* Task prompt:
Please find the lines in the entries below that contain the word "target", and copy each one.

(Dataset entries)
BEGIN

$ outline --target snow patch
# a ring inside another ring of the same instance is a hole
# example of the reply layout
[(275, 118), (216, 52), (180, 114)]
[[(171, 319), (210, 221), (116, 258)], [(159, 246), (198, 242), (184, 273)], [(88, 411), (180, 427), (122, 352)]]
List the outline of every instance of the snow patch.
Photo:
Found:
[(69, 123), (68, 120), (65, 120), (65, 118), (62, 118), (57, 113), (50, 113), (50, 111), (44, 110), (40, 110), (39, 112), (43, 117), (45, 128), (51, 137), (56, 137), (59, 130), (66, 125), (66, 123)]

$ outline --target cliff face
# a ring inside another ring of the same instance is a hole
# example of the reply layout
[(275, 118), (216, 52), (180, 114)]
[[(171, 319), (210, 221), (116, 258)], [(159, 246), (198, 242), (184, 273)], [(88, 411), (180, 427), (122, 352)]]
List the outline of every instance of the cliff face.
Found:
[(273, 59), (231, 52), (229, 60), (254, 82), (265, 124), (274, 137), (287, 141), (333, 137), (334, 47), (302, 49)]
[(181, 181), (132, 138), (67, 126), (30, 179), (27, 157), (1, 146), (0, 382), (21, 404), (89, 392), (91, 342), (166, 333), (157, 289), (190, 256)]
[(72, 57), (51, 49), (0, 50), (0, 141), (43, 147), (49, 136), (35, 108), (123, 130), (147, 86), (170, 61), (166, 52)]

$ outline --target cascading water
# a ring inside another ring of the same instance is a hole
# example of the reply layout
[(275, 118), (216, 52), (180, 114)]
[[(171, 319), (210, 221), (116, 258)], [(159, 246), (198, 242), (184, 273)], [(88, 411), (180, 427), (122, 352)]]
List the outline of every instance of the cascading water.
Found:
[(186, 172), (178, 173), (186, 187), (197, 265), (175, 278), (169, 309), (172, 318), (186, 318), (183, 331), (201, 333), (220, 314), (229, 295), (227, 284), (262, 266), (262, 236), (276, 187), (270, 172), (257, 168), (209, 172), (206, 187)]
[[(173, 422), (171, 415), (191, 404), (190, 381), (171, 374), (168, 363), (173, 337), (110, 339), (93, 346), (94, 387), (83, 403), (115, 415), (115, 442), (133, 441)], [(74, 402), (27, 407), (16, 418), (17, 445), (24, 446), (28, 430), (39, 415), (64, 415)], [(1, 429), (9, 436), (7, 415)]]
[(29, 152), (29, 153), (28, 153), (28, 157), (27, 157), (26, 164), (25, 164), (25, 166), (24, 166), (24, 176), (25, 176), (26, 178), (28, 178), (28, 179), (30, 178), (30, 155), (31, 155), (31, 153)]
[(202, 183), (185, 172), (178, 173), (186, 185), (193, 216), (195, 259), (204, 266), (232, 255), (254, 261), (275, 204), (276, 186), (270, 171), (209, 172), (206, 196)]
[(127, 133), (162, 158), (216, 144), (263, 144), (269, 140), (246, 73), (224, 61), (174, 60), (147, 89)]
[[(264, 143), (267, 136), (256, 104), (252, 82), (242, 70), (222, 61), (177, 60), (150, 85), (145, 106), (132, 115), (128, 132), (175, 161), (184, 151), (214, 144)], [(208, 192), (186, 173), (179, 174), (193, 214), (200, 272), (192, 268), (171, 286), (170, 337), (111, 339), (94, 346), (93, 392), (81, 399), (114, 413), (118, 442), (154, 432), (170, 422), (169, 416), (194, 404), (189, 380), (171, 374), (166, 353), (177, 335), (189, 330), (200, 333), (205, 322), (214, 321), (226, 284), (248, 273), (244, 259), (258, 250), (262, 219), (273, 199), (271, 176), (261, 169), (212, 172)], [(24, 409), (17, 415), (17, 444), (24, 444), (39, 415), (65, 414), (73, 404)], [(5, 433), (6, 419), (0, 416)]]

END

* Result for this task:
$ outline --target snow patch
$ outline --target cliff face
$ outline --target cascading water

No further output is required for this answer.